▸ THE PROBLEM: Each line of the records below that contains "vase" needs to be copied.

▸ AVAILABLE DATA:
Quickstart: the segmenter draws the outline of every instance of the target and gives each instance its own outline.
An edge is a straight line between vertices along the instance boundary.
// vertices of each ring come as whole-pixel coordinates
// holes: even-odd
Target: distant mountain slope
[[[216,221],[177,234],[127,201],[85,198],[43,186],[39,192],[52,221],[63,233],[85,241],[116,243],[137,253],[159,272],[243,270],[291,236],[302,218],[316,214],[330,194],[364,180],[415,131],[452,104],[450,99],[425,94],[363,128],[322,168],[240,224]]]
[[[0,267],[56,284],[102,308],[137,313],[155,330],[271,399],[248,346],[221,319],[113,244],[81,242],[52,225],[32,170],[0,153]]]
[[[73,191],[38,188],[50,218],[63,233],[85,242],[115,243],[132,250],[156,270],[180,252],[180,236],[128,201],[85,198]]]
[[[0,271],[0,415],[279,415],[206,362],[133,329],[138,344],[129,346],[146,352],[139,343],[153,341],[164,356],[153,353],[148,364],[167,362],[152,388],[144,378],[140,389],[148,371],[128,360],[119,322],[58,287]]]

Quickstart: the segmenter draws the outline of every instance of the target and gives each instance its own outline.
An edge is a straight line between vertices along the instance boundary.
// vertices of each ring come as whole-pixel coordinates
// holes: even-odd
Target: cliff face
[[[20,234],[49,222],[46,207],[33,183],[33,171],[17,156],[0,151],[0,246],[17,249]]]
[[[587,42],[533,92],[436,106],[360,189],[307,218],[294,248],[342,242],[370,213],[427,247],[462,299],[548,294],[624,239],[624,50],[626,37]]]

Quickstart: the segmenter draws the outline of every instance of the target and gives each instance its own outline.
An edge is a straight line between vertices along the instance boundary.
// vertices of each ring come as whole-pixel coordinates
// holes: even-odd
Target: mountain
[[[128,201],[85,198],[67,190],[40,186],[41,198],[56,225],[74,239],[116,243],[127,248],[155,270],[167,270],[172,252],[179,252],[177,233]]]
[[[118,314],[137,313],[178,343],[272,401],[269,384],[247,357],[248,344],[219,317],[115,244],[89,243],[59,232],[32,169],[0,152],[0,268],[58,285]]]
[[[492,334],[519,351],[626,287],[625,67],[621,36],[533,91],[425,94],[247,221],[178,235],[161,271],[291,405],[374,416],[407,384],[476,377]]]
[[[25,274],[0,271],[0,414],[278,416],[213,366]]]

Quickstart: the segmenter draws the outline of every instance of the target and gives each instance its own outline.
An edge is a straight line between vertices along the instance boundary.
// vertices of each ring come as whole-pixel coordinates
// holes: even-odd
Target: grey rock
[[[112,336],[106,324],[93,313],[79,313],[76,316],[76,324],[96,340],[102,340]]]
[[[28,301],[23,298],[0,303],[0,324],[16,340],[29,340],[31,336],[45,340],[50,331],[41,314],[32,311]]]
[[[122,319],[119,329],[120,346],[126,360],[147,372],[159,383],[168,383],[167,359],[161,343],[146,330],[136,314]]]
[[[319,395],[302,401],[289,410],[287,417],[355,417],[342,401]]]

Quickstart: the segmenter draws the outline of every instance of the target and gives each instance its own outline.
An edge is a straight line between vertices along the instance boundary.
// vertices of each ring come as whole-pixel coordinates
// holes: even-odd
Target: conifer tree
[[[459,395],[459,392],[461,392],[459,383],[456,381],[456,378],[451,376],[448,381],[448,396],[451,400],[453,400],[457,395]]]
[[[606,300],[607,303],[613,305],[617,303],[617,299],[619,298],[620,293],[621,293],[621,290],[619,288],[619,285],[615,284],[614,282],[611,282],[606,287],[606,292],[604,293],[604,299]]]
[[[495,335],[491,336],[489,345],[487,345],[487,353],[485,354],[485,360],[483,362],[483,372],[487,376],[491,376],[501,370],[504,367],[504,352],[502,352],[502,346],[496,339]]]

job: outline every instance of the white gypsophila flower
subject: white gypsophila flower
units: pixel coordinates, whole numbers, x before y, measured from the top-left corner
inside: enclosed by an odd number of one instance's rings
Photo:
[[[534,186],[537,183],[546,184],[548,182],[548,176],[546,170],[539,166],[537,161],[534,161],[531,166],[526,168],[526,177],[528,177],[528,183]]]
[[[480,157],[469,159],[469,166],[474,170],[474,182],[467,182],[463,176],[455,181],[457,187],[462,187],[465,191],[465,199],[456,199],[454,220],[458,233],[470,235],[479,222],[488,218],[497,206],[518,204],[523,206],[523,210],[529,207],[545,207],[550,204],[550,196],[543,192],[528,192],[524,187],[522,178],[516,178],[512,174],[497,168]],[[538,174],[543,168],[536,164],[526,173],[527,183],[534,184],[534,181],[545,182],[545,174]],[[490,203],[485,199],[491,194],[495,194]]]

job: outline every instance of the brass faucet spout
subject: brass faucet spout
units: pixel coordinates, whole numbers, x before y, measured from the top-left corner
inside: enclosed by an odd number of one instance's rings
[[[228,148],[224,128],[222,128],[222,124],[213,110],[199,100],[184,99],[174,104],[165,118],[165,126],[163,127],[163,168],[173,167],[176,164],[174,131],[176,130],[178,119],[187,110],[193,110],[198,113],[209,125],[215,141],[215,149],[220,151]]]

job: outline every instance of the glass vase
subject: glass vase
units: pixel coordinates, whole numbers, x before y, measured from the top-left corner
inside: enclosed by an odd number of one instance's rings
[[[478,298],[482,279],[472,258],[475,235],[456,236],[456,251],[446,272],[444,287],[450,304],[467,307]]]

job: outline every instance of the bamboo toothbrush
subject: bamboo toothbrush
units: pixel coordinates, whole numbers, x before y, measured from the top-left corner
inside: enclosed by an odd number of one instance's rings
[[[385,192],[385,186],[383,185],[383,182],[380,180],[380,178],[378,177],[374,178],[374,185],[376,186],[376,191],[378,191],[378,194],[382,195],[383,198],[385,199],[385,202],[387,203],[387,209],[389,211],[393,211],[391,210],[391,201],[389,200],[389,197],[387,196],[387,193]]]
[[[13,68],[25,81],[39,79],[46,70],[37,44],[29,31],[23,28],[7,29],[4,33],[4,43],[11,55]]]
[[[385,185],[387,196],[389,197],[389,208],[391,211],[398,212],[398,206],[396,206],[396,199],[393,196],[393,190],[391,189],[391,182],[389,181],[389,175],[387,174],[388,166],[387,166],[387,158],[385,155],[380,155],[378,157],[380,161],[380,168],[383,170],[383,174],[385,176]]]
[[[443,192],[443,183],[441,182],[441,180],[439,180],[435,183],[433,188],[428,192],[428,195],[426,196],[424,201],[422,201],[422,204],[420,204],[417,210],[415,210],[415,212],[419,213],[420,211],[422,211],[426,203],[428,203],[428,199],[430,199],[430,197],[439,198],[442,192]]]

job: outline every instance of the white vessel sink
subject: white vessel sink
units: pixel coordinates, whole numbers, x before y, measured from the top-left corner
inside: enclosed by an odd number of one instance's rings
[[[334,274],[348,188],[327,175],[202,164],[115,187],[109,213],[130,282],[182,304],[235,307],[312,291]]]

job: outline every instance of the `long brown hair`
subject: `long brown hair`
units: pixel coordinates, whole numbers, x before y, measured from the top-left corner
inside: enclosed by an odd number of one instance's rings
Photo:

▸ EXERCISE RESULT:
job: outline every instance of the glass vase
subject: glass vase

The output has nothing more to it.